> _Record extracts_:
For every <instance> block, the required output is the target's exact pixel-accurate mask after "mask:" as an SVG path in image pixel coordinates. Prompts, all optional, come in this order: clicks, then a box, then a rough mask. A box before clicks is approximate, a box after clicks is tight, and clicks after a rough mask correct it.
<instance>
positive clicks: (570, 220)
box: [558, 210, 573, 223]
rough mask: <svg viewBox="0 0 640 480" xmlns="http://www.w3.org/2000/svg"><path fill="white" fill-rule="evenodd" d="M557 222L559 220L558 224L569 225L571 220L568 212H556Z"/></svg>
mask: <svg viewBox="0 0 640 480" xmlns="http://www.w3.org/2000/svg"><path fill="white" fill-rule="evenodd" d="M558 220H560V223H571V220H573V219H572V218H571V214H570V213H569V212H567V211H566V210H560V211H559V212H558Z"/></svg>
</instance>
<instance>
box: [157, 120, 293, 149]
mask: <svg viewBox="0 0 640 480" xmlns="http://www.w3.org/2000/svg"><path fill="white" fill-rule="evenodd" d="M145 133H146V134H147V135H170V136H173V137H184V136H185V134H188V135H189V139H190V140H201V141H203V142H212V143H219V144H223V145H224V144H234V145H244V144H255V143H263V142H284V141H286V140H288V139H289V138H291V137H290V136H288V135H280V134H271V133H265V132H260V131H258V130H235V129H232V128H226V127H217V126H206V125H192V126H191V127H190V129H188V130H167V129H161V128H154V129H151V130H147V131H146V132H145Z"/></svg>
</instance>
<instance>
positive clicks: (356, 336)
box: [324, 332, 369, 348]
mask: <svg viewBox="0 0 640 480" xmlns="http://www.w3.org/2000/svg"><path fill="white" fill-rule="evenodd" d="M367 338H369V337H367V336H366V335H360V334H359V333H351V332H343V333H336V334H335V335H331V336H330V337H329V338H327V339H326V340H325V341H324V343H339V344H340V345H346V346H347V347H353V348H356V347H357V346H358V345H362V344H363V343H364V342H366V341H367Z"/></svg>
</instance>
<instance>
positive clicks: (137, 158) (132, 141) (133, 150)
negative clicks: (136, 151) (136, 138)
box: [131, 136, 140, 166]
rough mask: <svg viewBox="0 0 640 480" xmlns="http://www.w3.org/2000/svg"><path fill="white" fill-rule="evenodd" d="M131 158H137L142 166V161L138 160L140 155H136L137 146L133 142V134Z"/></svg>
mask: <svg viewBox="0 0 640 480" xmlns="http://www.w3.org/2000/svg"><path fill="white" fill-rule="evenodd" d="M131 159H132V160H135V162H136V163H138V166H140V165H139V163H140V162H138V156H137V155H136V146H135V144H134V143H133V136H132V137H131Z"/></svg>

> _Exercise goal_: Give every entry in the listing above again, exactly as written.

> _Answer to the exercise_:
For every <instance> block, the required output is the target's exact pixel-accurate mask after "mask:" as an SVG path in image pixel coordinates. Prompts, all optional, come in this order: clicks, then a box, then a rough mask. A box before clicks is approximate, a box after clicks is tight, and clicks after a rough mask correct it.
<instance>
positive clicks: (570, 220)
box: [558, 210, 573, 223]
rough mask: <svg viewBox="0 0 640 480" xmlns="http://www.w3.org/2000/svg"><path fill="white" fill-rule="evenodd" d="M557 222L559 220L558 224L569 225L571 220L568 212H556Z"/></svg>
mask: <svg viewBox="0 0 640 480" xmlns="http://www.w3.org/2000/svg"><path fill="white" fill-rule="evenodd" d="M558 220H560V223H571V220H573V219H572V218H571V214H570V213H569V212H567V211H566V210H560V211H559V212H558Z"/></svg>
</instance>
<instance>
box: [157, 120, 293, 149]
mask: <svg viewBox="0 0 640 480" xmlns="http://www.w3.org/2000/svg"><path fill="white" fill-rule="evenodd" d="M145 133H146V134H147V135H170V136H173V137H184V136H185V134H188V135H189V139H190V140H201V141H203V142H212V143H219V144H223V145H224V144H234V145H244V144H255V143H263V142H284V141H286V140H288V139H289V138H291V137H290V136H288V135H280V134H271V133H265V132H260V131H258V130H235V129H232V128H226V127H217V126H206V125H192V126H191V127H190V129H188V130H167V129H161V128H154V129H151V130H147V131H146V132H145Z"/></svg>
</instance>
<instance>
positive clicks: (356, 336)
box: [324, 332, 369, 348]
mask: <svg viewBox="0 0 640 480" xmlns="http://www.w3.org/2000/svg"><path fill="white" fill-rule="evenodd" d="M367 338H369V337H367V336H366V335H360V334H359V333H351V332H343V333H336V334H335V335H331V336H330V337H329V338H327V339H326V340H325V341H324V343H339V344H340V345H346V346H347V347H353V348H356V347H357V346H358V345H362V344H363V343H364V342H366V341H367Z"/></svg>
</instance>
<instance>
positive clicks: (137, 158) (132, 141) (133, 150)
negative clicks: (136, 151) (136, 138)
box: [131, 136, 140, 166]
rough mask: <svg viewBox="0 0 640 480" xmlns="http://www.w3.org/2000/svg"><path fill="white" fill-rule="evenodd" d="M131 158H137L142 166V161L138 160L140 155H136L137 146L133 142V134Z"/></svg>
mask: <svg viewBox="0 0 640 480" xmlns="http://www.w3.org/2000/svg"><path fill="white" fill-rule="evenodd" d="M131 159H132V160H135V162H136V163H138V166H140V165H139V163H140V162H138V156H137V155H136V146H135V144H134V143H133V136H132V137H131Z"/></svg>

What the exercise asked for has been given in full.